| Set exercise |
Convert the material from the line containing "Would you kindly put a point on the wooden cabin" through the line containing "point(209, 177)", both included, into a Markdown table with the columns Row and Line, giving each line its own numbered row and leaving out blank lines.

═════ Material shown ═════

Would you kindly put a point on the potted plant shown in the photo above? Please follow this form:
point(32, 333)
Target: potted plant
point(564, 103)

═════
═════ Material shown ═════

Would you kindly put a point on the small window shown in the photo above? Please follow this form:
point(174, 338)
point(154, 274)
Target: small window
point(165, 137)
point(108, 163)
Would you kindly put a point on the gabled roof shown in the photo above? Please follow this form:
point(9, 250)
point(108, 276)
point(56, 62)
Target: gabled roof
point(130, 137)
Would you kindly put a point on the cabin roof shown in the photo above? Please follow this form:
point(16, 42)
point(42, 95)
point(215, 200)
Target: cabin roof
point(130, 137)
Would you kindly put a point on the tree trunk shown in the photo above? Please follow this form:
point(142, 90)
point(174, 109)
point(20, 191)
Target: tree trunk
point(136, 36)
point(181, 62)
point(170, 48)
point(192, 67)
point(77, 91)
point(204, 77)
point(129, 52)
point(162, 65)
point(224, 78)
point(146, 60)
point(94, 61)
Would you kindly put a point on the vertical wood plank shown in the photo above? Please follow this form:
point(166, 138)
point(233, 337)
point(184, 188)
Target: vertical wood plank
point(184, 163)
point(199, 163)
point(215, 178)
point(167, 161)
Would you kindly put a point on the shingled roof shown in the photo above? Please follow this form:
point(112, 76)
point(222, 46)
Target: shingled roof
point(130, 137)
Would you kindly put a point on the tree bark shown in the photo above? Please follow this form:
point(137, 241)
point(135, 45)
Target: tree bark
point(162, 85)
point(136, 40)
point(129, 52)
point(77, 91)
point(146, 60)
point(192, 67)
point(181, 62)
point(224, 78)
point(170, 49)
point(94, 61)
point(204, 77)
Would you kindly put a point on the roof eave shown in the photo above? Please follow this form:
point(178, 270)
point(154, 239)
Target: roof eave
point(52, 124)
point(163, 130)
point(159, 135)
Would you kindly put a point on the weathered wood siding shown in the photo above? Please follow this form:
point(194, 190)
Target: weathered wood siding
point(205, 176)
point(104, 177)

═════
═════ Material shown ═════

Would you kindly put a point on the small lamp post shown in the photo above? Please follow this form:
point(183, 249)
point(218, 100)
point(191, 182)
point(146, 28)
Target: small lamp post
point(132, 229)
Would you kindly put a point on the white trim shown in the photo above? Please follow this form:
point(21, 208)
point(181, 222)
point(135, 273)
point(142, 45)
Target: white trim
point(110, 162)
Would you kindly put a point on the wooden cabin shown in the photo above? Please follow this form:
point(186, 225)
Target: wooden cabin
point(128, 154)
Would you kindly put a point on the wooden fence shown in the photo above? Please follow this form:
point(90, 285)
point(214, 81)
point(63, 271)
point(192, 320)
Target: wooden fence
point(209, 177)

═════

| Task solution |
| Row | Line |
|---|---|
| 1 | Would you kindly put a point on the wooden cabin shown in the photo above? Please follow this form: |
| 2 | point(186, 225) |
| 3 | Target: wooden cabin |
| 4 | point(128, 154) |
| 5 | Would you kindly put a point on the wooden fence shown in the photo above? Please follow this form: |
| 6 | point(90, 285) |
| 7 | point(214, 81) |
| 8 | point(63, 271) |
| 9 | point(192, 320) |
| 10 | Target: wooden fence |
| 11 | point(209, 177) |